### Excerpted passage
# North Dakota journey: week one



## kingcanada (Sep 19, 2009)

Well folks, I have just recently returned from the first week of my annual North Dakota pilgrimage. Things got off to an interesting start. I arrived at the camper (it stays on a farm up there year round) and settled in for the night. Then the scratching in the walls started. Yep, mice had taken the place over. I looked for the traps. Not there, hmmm. Sleep was interrupted frequently that night to say the least. Evidently mice can't recognized the horrible things your are saying about them or they would have left post-haste. The following afternoon I returned, armed with 4 good ole snap 'em type traps. Caught 16 during the first few hours! Day two would find me much better rested after all.
Well as far as pheasants go, I had pretty high expectations of seeing near record numbers. Didn't happen. There were however, more than enough. Far more than last year. Limits actually came pretty easy and I spent time shooting sharptails each day too. I used my 20 ga. more than ever this year and would have used the 28 ga. more if I had actually brought more than a few shells for it. Last night I loaded up a full box of #5 shot for that gun. I will soon return to apply some of these to a few more roosters.
The weather was something else too. 70 degrees for days!? My 11 year old border collie still hunts very hard, but she was feeling that heat. So was I. Then the cold weather hit, along with the blissful day in the mid 40's that led to it. Life got easy for the dog. Anyway, here are a few photos to make all of this seem a bit more interesting.


----------



## duckjunky (Mar 8, 2007)

Great Picts. Thanks for sharing.


----------



## Dick Monson (Aug 12, 2002)

Outstanding, thanks for posting up the good pics too.


----------



## deacon (Sep 12, 2003)

Awesome pics! Nothing better than shots from the field.


----------

### What you need to do
a) According to the hunting thread, how many mice were caught during the first few hours after the traps were set?
b) Please rewrite the hunting thread from "## duckjunky (Mar" up to and including "good pics too.", substituting "Excellent" for "Outstanding".
The material that comes next is separate from the hunting thread.

### Data
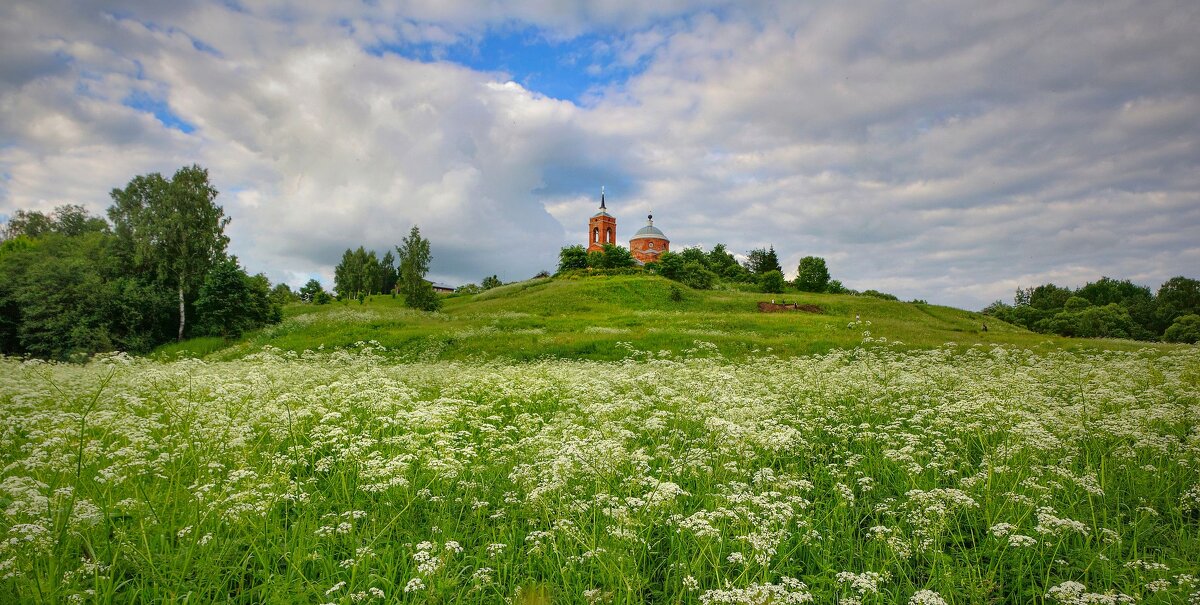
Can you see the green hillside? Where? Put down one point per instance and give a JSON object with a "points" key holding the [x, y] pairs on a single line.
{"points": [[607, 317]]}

==

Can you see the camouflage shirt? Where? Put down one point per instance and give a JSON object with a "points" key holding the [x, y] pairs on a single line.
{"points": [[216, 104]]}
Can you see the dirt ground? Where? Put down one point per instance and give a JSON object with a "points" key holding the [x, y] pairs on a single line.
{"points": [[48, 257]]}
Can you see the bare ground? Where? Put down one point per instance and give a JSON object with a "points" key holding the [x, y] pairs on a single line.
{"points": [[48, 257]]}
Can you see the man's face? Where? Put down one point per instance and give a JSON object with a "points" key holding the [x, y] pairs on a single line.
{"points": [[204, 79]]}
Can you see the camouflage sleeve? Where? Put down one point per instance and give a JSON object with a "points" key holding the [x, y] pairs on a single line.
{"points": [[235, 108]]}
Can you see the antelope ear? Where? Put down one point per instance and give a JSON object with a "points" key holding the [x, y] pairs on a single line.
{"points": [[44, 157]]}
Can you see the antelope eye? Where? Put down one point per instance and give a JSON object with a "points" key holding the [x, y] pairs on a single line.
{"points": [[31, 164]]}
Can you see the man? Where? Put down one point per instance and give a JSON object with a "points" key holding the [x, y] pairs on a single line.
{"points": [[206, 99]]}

### Expected results
a) 16

b)
## duckjunky (Mar 8, 2007)

Great Picts. Thanks for sharing.


----------



## Dick Monson (Aug 12, 2002)

Excellent, thanks for posting up the good pics too.